TASK REQUIREMENTS:
• 1. According to the article on the inter partes review decision, which two entities jointly own the '571 patent?
• 2. In the article on the inter partes review decision, rewrite the passage starting with "On July 13 2017 a" and going on through "collaborative R&D projects.", substituting "board" for "panel".
• 3. Extend the article on the inter partes review decision with the next part, picking up after its final sentence.

SELECTION:
>> start
On July 13 2017 a panel of three administrative patent judges echoed these decisions, but for the first time found that inter partes review proceedings may continue in the absence of a patent owner should the patent be jointly owned by an entity not entitled to immunity. This decision is of particular interest to companies and public universities which actively engage in collaborative R&D projects.

On January 4 2017 Reactive Surfaces Ltd filed an inter partes review petition. Reactive Surfaces requested inter partes review of US Patent 8,252,571 (the ‘‘571 patent’), which was issued on August 28 2012 and is jointly owned by the Regents of the University of Minnesota and Toyota Motor Corporation. The '571 patent is directed to a process for preparing a composite material that can be used as a bioactive coating, such as a clear coat on a biosensor. After receiving authorisation from the administrative judges, the patent owners filed a motion to dismiss the proceedings, claiming that:

"Eleventh Amendment sovereign immunity extends to inter partes reviews, that [the University of Minnesota is] entitled to assert sovereign immunity, and that the merits of [the] inter partes review cannot be adjudicated in the absence of [the University of Minnesota]." (Page 3.)

Reactive Surfaces opposed the patent owners' arguments, in part because "any sovereign immunity possessed by the [the University of Minnesota] does not extend to Toyota" (page 3).

Administrative judges decision
In the decision entered on July 13 2017 the judges dismissed the university from the inter partes review, but disagreed with the patent owners' position "that the merits of [the] inter partes review cannot be adjudicated in the absence of the [University of Minnesota]".

First, the judges noted that "[t]he rules governing inter partes review proceedings provide for continuing [the proceeding] in the absence of a patent owner" (page 11) in a number of circumstances, concluding that "it is not the case that the absence of one patent owner necessarily requires the termination of the inter partes review" (page 12).
>> end
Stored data
>> start
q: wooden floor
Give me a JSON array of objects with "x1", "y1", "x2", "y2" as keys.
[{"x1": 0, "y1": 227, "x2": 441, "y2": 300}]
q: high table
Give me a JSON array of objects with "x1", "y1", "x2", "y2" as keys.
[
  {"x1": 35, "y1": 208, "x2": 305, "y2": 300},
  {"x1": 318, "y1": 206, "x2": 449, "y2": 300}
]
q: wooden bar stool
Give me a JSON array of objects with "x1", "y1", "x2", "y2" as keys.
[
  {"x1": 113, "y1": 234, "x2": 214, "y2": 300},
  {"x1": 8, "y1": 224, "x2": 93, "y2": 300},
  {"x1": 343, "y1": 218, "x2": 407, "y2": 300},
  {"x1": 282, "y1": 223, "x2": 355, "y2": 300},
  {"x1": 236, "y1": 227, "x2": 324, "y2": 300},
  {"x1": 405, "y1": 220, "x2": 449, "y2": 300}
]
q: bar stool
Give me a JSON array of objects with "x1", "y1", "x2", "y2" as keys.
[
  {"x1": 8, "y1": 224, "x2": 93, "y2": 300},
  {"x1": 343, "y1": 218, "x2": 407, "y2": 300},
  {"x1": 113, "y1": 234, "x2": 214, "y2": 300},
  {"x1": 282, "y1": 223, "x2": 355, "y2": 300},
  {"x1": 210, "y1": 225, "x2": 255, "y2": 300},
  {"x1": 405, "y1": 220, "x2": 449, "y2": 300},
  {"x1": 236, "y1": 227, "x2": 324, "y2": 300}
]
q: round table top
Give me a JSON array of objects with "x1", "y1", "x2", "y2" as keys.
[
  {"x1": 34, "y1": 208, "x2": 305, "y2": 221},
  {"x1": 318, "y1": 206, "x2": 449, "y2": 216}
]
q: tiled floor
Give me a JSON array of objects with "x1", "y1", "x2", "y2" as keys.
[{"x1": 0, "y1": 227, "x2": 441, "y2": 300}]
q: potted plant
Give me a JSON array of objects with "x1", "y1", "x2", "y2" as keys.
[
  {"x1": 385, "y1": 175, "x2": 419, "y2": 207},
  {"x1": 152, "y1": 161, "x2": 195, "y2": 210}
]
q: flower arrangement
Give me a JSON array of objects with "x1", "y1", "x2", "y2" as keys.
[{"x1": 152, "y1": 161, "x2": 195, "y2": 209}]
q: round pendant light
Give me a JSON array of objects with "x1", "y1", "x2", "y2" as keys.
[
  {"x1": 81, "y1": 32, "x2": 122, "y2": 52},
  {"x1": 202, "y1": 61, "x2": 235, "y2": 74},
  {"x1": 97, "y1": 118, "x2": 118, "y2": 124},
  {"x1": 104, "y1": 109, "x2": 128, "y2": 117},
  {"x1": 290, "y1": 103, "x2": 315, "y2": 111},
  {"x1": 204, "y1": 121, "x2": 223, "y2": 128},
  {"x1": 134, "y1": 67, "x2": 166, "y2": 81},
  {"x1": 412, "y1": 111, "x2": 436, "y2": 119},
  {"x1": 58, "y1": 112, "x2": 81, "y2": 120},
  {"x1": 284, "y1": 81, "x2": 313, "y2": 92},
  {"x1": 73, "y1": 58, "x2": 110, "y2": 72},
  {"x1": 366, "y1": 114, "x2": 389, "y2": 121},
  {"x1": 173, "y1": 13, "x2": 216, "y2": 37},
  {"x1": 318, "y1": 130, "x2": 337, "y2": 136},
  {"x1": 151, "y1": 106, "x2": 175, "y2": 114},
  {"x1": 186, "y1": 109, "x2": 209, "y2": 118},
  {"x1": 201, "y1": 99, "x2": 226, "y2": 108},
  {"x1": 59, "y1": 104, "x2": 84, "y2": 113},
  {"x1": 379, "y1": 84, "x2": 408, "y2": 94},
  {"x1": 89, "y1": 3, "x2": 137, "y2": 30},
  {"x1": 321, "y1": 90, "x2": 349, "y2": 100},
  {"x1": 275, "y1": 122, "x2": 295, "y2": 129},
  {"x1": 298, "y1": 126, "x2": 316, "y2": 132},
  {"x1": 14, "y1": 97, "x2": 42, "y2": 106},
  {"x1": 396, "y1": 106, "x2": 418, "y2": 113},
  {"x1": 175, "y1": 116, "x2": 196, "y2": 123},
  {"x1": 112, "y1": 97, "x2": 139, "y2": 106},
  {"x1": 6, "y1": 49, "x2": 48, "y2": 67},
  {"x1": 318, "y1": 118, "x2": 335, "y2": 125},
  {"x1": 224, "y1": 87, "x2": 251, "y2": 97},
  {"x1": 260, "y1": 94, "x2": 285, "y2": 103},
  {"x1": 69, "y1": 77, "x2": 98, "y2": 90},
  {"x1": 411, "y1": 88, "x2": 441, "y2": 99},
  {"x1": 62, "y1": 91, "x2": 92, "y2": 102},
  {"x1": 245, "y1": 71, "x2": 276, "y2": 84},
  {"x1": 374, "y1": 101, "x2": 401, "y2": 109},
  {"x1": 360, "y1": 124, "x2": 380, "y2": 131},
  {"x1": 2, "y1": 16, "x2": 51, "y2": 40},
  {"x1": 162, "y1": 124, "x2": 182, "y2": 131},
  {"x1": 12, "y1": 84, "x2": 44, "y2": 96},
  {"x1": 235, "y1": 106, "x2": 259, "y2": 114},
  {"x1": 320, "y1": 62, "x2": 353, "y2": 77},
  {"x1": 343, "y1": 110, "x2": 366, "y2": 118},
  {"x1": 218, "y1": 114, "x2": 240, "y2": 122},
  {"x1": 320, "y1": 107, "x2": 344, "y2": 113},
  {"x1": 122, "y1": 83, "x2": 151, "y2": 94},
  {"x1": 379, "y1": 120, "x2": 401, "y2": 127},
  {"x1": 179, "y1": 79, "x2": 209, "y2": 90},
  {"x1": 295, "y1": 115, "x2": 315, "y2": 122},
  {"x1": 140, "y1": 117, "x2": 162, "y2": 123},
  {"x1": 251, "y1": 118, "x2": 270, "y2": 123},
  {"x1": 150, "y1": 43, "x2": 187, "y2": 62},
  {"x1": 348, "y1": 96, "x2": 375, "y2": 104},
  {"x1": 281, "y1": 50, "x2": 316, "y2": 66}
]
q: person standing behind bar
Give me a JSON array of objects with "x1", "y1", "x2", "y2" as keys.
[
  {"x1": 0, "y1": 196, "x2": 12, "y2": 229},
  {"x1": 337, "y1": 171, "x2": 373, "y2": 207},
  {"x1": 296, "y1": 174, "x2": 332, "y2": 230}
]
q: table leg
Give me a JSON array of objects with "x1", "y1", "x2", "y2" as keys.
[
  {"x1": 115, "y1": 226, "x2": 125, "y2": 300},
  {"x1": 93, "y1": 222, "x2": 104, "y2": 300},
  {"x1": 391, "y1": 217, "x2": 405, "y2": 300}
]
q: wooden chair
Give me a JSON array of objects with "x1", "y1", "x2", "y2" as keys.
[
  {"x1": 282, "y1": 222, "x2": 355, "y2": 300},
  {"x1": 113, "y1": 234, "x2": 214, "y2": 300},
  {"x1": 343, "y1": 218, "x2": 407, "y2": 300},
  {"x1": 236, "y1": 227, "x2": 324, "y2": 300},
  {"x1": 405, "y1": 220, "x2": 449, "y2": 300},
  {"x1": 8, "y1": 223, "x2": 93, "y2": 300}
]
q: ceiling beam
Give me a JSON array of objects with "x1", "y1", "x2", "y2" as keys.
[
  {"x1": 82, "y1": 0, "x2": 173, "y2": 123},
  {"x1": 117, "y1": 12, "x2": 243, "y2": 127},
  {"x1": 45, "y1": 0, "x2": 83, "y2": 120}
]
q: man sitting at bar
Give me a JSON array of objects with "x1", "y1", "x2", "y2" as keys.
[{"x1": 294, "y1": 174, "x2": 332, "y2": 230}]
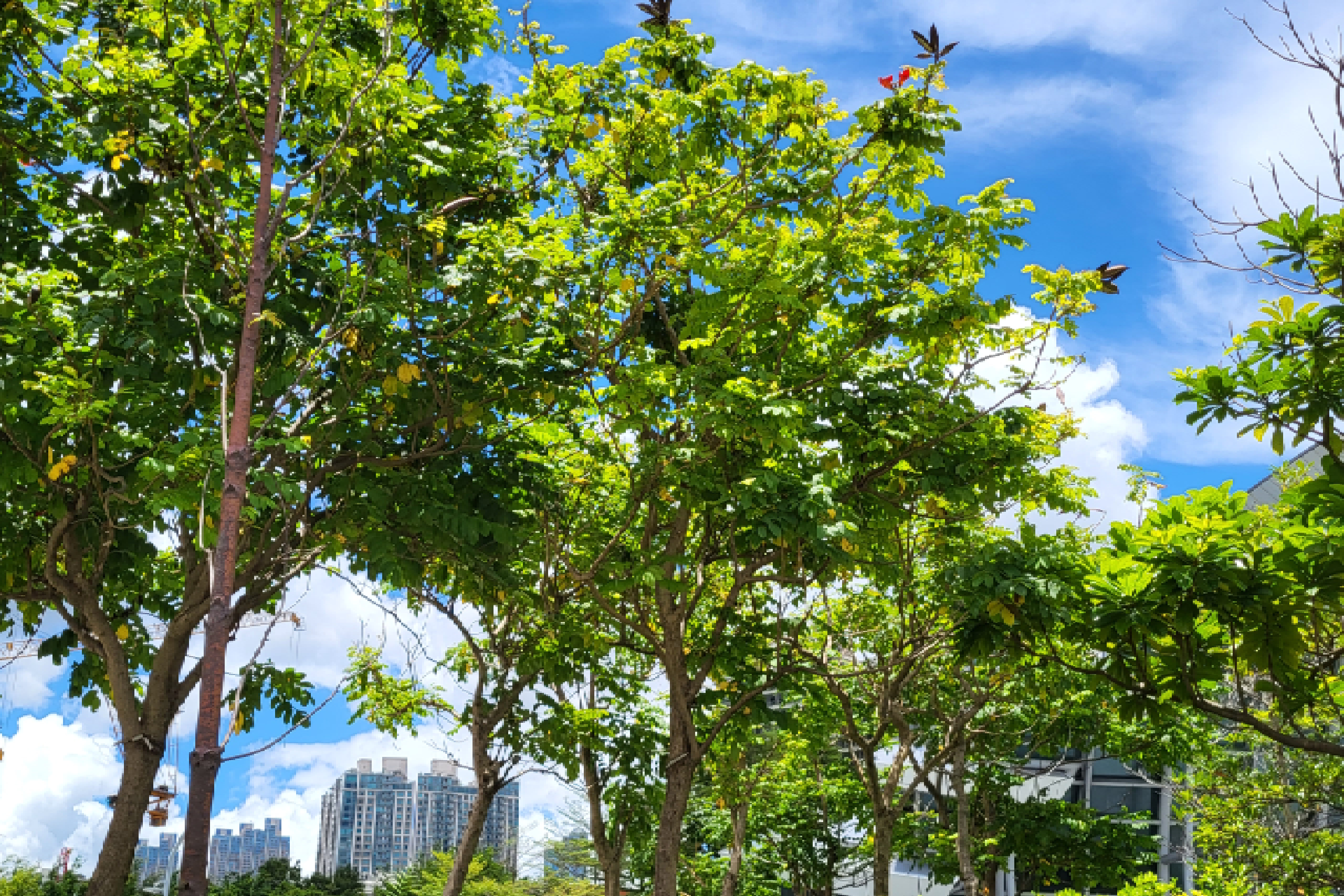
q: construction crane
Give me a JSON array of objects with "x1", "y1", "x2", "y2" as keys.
[{"x1": 0, "y1": 613, "x2": 304, "y2": 662}]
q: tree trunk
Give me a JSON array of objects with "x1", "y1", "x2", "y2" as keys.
[
  {"x1": 444, "y1": 766, "x2": 499, "y2": 896},
  {"x1": 723, "y1": 802, "x2": 747, "y2": 896},
  {"x1": 653, "y1": 736, "x2": 699, "y2": 896},
  {"x1": 951, "y1": 743, "x2": 980, "y2": 896},
  {"x1": 178, "y1": 0, "x2": 285, "y2": 896},
  {"x1": 872, "y1": 810, "x2": 895, "y2": 896},
  {"x1": 579, "y1": 745, "x2": 624, "y2": 896},
  {"x1": 87, "y1": 739, "x2": 163, "y2": 896}
]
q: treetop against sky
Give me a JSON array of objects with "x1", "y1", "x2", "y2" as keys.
[{"x1": 0, "y1": 0, "x2": 1332, "y2": 881}]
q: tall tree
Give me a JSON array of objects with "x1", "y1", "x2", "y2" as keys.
[
  {"x1": 0, "y1": 3, "x2": 512, "y2": 893},
  {"x1": 478, "y1": 16, "x2": 1099, "y2": 896}
]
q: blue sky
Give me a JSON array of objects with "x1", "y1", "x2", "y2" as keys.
[{"x1": 0, "y1": 0, "x2": 1344, "y2": 868}]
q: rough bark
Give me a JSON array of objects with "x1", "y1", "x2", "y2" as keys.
[
  {"x1": 872, "y1": 811, "x2": 895, "y2": 896},
  {"x1": 951, "y1": 743, "x2": 980, "y2": 896},
  {"x1": 579, "y1": 745, "x2": 625, "y2": 896},
  {"x1": 89, "y1": 740, "x2": 163, "y2": 896},
  {"x1": 444, "y1": 736, "x2": 506, "y2": 896},
  {"x1": 653, "y1": 708, "x2": 700, "y2": 896},
  {"x1": 178, "y1": 0, "x2": 285, "y2": 896},
  {"x1": 723, "y1": 802, "x2": 747, "y2": 896}
]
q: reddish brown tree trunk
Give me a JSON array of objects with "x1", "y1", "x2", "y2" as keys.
[{"x1": 178, "y1": 0, "x2": 285, "y2": 896}]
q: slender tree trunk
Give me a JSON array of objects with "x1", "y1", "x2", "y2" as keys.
[
  {"x1": 444, "y1": 776, "x2": 496, "y2": 896},
  {"x1": 872, "y1": 809, "x2": 895, "y2": 896},
  {"x1": 444, "y1": 715, "x2": 504, "y2": 896},
  {"x1": 178, "y1": 0, "x2": 285, "y2": 896},
  {"x1": 89, "y1": 739, "x2": 163, "y2": 896},
  {"x1": 723, "y1": 802, "x2": 747, "y2": 896},
  {"x1": 951, "y1": 743, "x2": 980, "y2": 896},
  {"x1": 579, "y1": 745, "x2": 625, "y2": 896},
  {"x1": 653, "y1": 725, "x2": 699, "y2": 896}
]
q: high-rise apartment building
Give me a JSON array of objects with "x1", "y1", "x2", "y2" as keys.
[
  {"x1": 136, "y1": 834, "x2": 177, "y2": 882},
  {"x1": 208, "y1": 818, "x2": 289, "y2": 881},
  {"x1": 316, "y1": 756, "x2": 519, "y2": 880}
]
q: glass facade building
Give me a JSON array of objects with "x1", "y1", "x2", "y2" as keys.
[{"x1": 316, "y1": 756, "x2": 519, "y2": 880}]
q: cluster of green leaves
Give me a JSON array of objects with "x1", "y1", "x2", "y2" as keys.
[
  {"x1": 209, "y1": 858, "x2": 364, "y2": 896},
  {"x1": 0, "y1": 856, "x2": 146, "y2": 896},
  {"x1": 374, "y1": 852, "x2": 601, "y2": 896},
  {"x1": 1179, "y1": 735, "x2": 1344, "y2": 896}
]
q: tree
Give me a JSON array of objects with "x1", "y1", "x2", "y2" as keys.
[
  {"x1": 0, "y1": 3, "x2": 509, "y2": 896},
  {"x1": 1178, "y1": 733, "x2": 1344, "y2": 896},
  {"x1": 1078, "y1": 5, "x2": 1344, "y2": 756},
  {"x1": 481, "y1": 14, "x2": 1101, "y2": 896},
  {"x1": 536, "y1": 669, "x2": 667, "y2": 896}
]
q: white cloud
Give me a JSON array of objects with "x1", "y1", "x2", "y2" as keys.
[
  {"x1": 0, "y1": 715, "x2": 121, "y2": 867},
  {"x1": 212, "y1": 730, "x2": 573, "y2": 870}
]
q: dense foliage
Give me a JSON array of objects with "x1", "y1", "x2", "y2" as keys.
[{"x1": 8, "y1": 0, "x2": 1344, "y2": 896}]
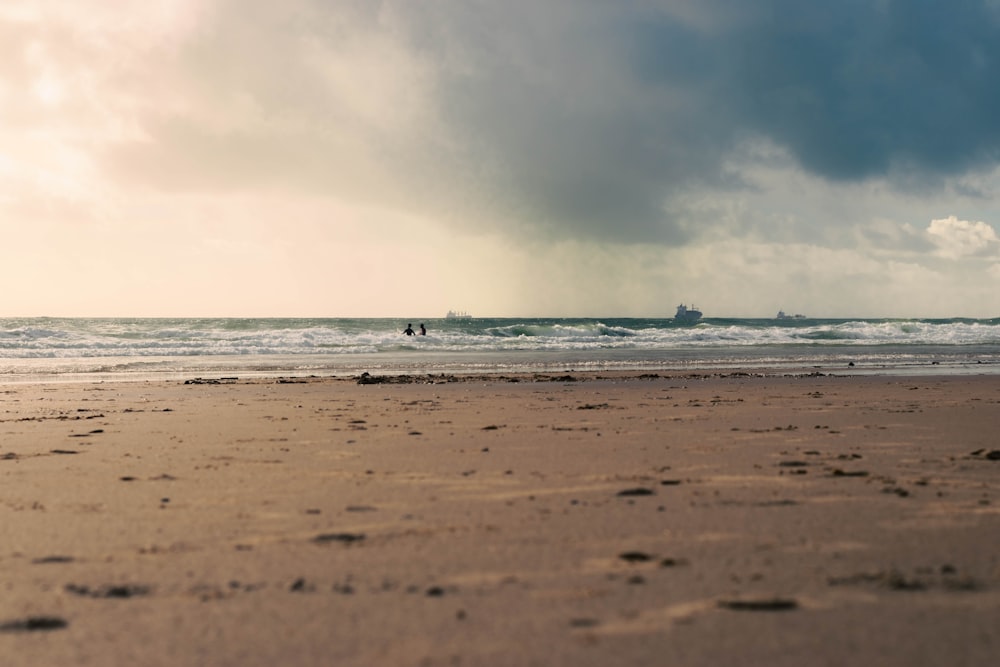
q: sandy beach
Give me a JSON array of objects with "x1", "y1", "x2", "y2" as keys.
[{"x1": 0, "y1": 372, "x2": 1000, "y2": 667}]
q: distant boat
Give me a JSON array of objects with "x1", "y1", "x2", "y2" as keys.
[{"x1": 674, "y1": 303, "x2": 701, "y2": 322}]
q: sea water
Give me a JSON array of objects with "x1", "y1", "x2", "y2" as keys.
[{"x1": 0, "y1": 318, "x2": 1000, "y2": 382}]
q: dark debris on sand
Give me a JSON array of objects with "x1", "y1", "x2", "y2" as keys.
[{"x1": 0, "y1": 616, "x2": 69, "y2": 632}]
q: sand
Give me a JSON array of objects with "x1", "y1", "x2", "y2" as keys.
[{"x1": 0, "y1": 373, "x2": 1000, "y2": 667}]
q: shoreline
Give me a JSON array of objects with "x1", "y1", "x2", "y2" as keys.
[{"x1": 0, "y1": 369, "x2": 1000, "y2": 667}]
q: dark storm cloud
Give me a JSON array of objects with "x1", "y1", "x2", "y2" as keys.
[
  {"x1": 103, "y1": 0, "x2": 1000, "y2": 243},
  {"x1": 635, "y1": 0, "x2": 1000, "y2": 180},
  {"x1": 396, "y1": 0, "x2": 1000, "y2": 242}
]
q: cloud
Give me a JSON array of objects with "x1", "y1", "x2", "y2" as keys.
[
  {"x1": 927, "y1": 215, "x2": 1000, "y2": 259},
  {"x1": 0, "y1": 0, "x2": 1000, "y2": 315},
  {"x1": 39, "y1": 0, "x2": 1000, "y2": 244}
]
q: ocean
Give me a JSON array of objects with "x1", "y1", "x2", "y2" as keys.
[{"x1": 0, "y1": 318, "x2": 1000, "y2": 383}]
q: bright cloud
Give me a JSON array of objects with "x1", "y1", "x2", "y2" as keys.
[
  {"x1": 0, "y1": 0, "x2": 1000, "y2": 316},
  {"x1": 927, "y1": 215, "x2": 1000, "y2": 259}
]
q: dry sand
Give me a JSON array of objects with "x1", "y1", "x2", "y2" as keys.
[{"x1": 0, "y1": 373, "x2": 1000, "y2": 667}]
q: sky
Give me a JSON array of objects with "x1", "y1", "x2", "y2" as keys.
[{"x1": 0, "y1": 0, "x2": 1000, "y2": 319}]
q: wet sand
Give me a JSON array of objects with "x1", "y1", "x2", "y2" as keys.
[{"x1": 0, "y1": 373, "x2": 1000, "y2": 667}]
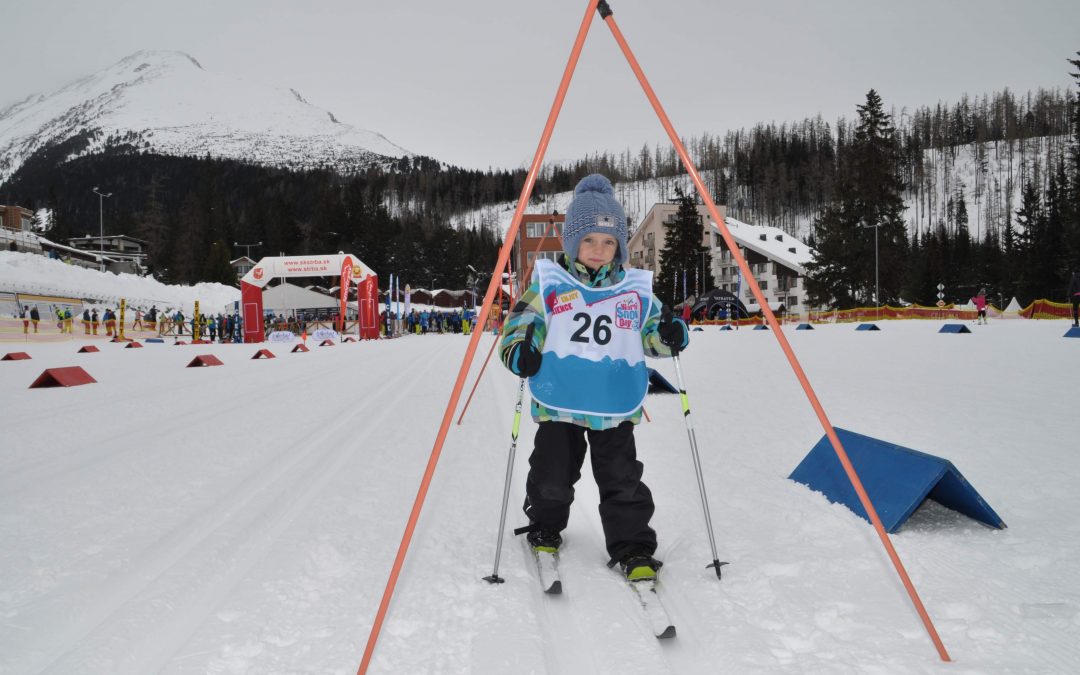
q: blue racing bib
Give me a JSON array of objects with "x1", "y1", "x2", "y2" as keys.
[{"x1": 529, "y1": 259, "x2": 652, "y2": 417}]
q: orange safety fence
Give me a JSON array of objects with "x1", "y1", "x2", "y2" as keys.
[
  {"x1": 356, "y1": 0, "x2": 599, "y2": 675},
  {"x1": 691, "y1": 299, "x2": 1072, "y2": 327}
]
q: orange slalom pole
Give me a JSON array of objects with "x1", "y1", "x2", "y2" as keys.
[
  {"x1": 600, "y1": 1, "x2": 951, "y2": 661},
  {"x1": 356, "y1": 0, "x2": 599, "y2": 675},
  {"x1": 458, "y1": 337, "x2": 499, "y2": 427},
  {"x1": 458, "y1": 221, "x2": 555, "y2": 427}
]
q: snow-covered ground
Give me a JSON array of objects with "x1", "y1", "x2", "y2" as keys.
[
  {"x1": 0, "y1": 313, "x2": 1080, "y2": 675},
  {"x1": 0, "y1": 251, "x2": 240, "y2": 316}
]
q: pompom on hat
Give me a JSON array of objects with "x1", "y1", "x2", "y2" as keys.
[{"x1": 563, "y1": 174, "x2": 630, "y2": 266}]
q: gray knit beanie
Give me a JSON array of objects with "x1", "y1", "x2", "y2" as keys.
[{"x1": 563, "y1": 174, "x2": 630, "y2": 266}]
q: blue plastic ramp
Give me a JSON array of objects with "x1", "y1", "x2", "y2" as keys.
[
  {"x1": 788, "y1": 428, "x2": 1005, "y2": 532},
  {"x1": 937, "y1": 323, "x2": 971, "y2": 333}
]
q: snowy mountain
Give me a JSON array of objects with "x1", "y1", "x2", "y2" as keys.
[{"x1": 0, "y1": 51, "x2": 410, "y2": 183}]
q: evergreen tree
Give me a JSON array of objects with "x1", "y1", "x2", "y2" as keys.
[
  {"x1": 135, "y1": 173, "x2": 170, "y2": 274},
  {"x1": 201, "y1": 240, "x2": 237, "y2": 286},
  {"x1": 653, "y1": 187, "x2": 712, "y2": 305},
  {"x1": 1063, "y1": 52, "x2": 1080, "y2": 271},
  {"x1": 1015, "y1": 183, "x2": 1045, "y2": 305},
  {"x1": 807, "y1": 90, "x2": 907, "y2": 308}
]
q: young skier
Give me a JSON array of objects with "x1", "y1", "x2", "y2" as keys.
[{"x1": 500, "y1": 174, "x2": 689, "y2": 580}]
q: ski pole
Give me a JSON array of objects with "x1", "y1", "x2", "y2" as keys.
[
  {"x1": 484, "y1": 324, "x2": 534, "y2": 583},
  {"x1": 664, "y1": 308, "x2": 727, "y2": 579}
]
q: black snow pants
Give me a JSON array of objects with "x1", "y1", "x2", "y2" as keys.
[{"x1": 525, "y1": 422, "x2": 657, "y2": 561}]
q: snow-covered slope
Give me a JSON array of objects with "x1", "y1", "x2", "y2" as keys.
[
  {"x1": 0, "y1": 51, "x2": 409, "y2": 183},
  {"x1": 0, "y1": 251, "x2": 240, "y2": 316},
  {"x1": 0, "y1": 321, "x2": 1080, "y2": 675}
]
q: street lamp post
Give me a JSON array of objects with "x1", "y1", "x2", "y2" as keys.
[
  {"x1": 232, "y1": 242, "x2": 262, "y2": 258},
  {"x1": 94, "y1": 188, "x2": 112, "y2": 272},
  {"x1": 859, "y1": 220, "x2": 883, "y2": 321}
]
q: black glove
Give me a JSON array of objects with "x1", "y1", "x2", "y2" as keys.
[
  {"x1": 657, "y1": 308, "x2": 690, "y2": 356},
  {"x1": 507, "y1": 340, "x2": 543, "y2": 377},
  {"x1": 505, "y1": 324, "x2": 543, "y2": 377}
]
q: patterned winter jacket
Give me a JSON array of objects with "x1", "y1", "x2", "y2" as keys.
[{"x1": 499, "y1": 255, "x2": 671, "y2": 430}]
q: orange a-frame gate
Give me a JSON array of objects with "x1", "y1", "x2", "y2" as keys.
[
  {"x1": 240, "y1": 253, "x2": 379, "y2": 342},
  {"x1": 356, "y1": 0, "x2": 950, "y2": 675}
]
>> end
EXPECTED OUTPUTS:
• 1. The Regents of the University of Minnesota and Toyota Motor Corporation jointly own it.

• 2.
On July 13 2017 a board of three administrative patent judges echoed these decisions, but for the first time found that inter partes review proceedings may continue in the absence of a patent owner should the patent be jointly owned by an entity not entitled to immunity. This decision is of particular interest to companies and public universities which actively engage in collaborative R&D projects.

• 3.
The judges then addressed the patent owners' argument "requiring automatic termination of a proceeding upon the dismissal of a party on the grounds of sovereign immunity" (page 12). The patent owners argued that Republic of Philippines v Pimentel provides a basis for such an action, namely that "the only way to prevent 'injury to the interests of the absent sovereign' is to dismiss the action entirely" (page 13). The judges stated that “federal courts that have considered the issue have not applied a bright-line rule that requires dismissal of any action after a finding that one defendant has sovereign immunity" (page 13), but that proper application of Rule 19(b) factors of the Federal Rules of Civil Procedure should be considered instead.

Further, the judges held that successful assertion of sovereign immunity by one party does not necessarily require the dismissal of the action against the remaining parties, elaborating that "even under the more restrictive rules that prevail in Federal court, Toyota would represent adequately the interests of the Regents in the '571 patent" (page 17).

The judges concluded that the university was therefore entitled to immunity from inter partes review proceedings under the Eleventh Amendment, but that the proceeding may continue in their absence should the patent be jointly owned by an entity not entitled to immunity.

Patents entirely owned by public universities can be a valuable asset for companies, as these patents have been deemed immune to inter partes review proceedings. Moreover, this decision will surely be on the minds of those negotiating IP ownership provisions in collaborative R&D agreements between public universities and industry, as companies must now decide whether the risk of inter partes review is worth taking an ownership stake in intellectual property developed under the agreement.